Object detection data
** BEGIN **

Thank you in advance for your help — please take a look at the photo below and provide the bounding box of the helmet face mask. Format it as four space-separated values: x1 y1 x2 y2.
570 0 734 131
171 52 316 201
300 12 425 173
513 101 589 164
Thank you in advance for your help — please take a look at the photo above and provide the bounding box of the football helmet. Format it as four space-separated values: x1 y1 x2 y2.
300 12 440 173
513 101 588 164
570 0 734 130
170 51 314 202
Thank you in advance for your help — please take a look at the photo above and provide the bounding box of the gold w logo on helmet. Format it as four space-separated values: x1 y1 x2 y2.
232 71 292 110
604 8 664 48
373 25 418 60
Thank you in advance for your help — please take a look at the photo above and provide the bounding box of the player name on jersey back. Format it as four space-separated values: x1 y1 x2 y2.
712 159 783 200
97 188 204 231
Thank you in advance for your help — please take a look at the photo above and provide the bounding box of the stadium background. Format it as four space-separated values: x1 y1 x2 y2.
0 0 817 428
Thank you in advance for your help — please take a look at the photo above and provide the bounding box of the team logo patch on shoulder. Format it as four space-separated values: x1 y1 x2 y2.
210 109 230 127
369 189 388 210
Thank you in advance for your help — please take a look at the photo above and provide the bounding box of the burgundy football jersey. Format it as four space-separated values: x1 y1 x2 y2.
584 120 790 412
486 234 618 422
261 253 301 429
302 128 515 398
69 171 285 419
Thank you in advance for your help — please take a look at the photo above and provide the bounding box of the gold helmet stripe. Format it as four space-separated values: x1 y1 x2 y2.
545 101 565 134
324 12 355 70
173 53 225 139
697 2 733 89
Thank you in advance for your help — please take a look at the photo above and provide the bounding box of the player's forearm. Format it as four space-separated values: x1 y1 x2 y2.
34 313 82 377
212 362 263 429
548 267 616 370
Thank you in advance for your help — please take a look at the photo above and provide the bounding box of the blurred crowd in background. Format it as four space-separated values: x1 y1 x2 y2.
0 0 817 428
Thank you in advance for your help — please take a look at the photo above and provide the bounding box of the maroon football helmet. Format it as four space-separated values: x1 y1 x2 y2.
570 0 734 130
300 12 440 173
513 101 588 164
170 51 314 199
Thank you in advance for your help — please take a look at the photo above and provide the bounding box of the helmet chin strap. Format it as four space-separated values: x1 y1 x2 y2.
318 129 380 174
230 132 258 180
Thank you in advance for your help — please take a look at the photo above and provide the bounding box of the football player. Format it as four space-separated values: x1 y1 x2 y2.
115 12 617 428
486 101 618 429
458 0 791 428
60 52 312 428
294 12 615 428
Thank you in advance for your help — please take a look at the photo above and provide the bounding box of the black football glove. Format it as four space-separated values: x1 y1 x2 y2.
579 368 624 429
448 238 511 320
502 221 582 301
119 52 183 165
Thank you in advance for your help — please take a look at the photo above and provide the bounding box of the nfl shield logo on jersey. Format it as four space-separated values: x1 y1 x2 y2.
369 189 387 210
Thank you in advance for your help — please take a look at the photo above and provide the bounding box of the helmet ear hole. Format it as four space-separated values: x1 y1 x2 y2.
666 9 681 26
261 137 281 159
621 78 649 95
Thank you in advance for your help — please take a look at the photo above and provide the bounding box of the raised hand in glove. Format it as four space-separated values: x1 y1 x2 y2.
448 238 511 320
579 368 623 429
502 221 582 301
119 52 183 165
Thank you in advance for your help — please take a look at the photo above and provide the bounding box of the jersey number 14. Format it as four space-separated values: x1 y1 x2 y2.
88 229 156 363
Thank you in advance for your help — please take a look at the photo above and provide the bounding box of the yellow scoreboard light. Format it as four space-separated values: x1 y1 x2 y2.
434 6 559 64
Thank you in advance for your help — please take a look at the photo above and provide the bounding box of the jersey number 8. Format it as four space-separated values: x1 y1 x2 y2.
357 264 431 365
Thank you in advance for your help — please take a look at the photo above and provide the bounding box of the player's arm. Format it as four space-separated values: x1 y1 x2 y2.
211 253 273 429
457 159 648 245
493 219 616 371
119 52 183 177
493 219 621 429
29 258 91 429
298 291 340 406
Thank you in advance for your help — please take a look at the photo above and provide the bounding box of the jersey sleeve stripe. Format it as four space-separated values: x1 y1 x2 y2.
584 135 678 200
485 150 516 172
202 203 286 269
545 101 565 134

** END **

▸ **Given exercise**
Copy out, word for word, the stretch of the data from the line containing "jersey number 14." through the end of the data.

▸ **Solution**
Thank you in advance for your help — please take a look at the photo above and provide the bounding box of the jersey number 14. Format it as four space-separated values: x1 y1 x2 y2.
88 229 156 363
Thank you in advance for your help — please take a look at the photo above and provide the bounding box of the yellow scoreboard light. Format it as four space-separated values: x1 y1 x2 y2.
434 6 559 64
Thank you in advance for your help — please take a look at the photo above and provide the bounding box of the jersey number 8. Format it as four space-separated values: x1 y1 x2 y2.
357 264 431 365
Thank you in advance for your help — please take a look at the photo above and provide the bounding box of the player's arm. Format it as four space-separated values: x1 y1 x2 y2.
211 253 273 429
457 159 648 245
493 219 616 371
119 52 183 177
493 219 621 429
29 258 91 429
298 291 340 406
Thank you in advance for your help — please take a look at the photo above and provide the bounding box of the jersey sleeve stripe. Format it as four space-separated values: x1 y1 x2 y2.
584 135 678 200
485 150 516 172
202 203 286 269
545 101 565 134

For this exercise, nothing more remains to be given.